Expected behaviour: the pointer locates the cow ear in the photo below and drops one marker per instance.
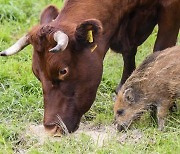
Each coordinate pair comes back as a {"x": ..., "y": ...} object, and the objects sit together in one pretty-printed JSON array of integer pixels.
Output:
[
  {"x": 49, "y": 14},
  {"x": 88, "y": 31},
  {"x": 128, "y": 96}
]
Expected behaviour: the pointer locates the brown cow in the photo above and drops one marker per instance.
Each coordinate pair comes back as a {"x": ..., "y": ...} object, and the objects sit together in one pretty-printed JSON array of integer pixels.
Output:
[{"x": 70, "y": 45}]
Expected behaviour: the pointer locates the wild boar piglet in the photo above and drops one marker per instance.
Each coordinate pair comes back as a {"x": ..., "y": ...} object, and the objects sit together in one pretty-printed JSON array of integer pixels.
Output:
[{"x": 156, "y": 82}]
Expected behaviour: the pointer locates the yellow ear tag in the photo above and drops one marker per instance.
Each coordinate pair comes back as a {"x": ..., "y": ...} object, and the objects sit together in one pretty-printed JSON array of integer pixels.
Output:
[
  {"x": 93, "y": 48},
  {"x": 90, "y": 36}
]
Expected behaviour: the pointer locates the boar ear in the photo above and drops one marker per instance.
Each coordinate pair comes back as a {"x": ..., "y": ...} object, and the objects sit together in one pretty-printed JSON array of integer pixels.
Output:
[
  {"x": 129, "y": 96},
  {"x": 88, "y": 31},
  {"x": 49, "y": 14}
]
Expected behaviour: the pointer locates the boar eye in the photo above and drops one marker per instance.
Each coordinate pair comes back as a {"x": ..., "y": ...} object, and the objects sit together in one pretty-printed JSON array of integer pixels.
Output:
[
  {"x": 63, "y": 71},
  {"x": 120, "y": 112}
]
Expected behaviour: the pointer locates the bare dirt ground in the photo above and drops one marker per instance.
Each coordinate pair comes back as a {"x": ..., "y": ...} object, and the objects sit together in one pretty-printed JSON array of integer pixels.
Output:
[{"x": 99, "y": 134}]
§ §
-- WHAT IS NEEDED --
Could you write out all the rows again, swapping "photo" for "image" everywhere it appears, changing nothing else, and leaving the pictures out?

-- RESPONSE --
Expected behaviour: the pointer locates the cow ear in the image below and drops one marker per instance.
Each coordinate pair comes back as a {"x": ..., "y": ...} object, and the objects sit together in one pretty-printed JSON array of integer pixels.
Output:
[
  {"x": 49, "y": 14},
  {"x": 88, "y": 31},
  {"x": 128, "y": 96}
]
Expected behaviour: the pointer locates the brown cow in the image above and drops one marker per instance.
Each coordinate pair comes back as a {"x": ..., "y": ...} object, and the objects sit together in one pretty-printed JSON array of integer pixels.
Output:
[{"x": 70, "y": 45}]
Expected behaviour: the pointer locates the wild boar piglet in the image above and drops one marker per instance.
Each coordinate pair comes back as a {"x": ..., "y": ...} object, and the objects sit together in one pretty-printed JSON array of integer pixels.
Output:
[{"x": 156, "y": 82}]
Expected behaviour: the pointer locates the yellow ear tag in the image above and drops one marker per instance.
Each coordinate pair comes back as a {"x": ..., "y": ...} object, and the objects sit together in one pretty-printed JSON array of integer pixels.
Output:
[
  {"x": 93, "y": 48},
  {"x": 90, "y": 36}
]
Expected behaviour: the pointer locates the boar ear in the image above and drops one marker per instance.
Each coordinate pair comes back as a {"x": ..., "y": ...} object, and the objects sit together in one pretty-printed JSON array of integer pixels.
Output:
[
  {"x": 129, "y": 96},
  {"x": 88, "y": 31},
  {"x": 49, "y": 14}
]
Expected behaviour: the pointer locates the boar eye in the image above and drops one marker per instance.
Each coordinate pair comes back as a {"x": ..., "y": ...} object, and the objects sit together in one pretty-printed JSON array of integer pixels.
Output:
[
  {"x": 63, "y": 71},
  {"x": 120, "y": 112}
]
Expected behaviour: the pointer locates the bare dirt ground in the image above and drops one marker per instance.
Each coordinate pair comes back as a {"x": ..., "y": ...} object, and the objects sit together in one pretty-printed JSON array of integer pixels.
Output:
[{"x": 99, "y": 134}]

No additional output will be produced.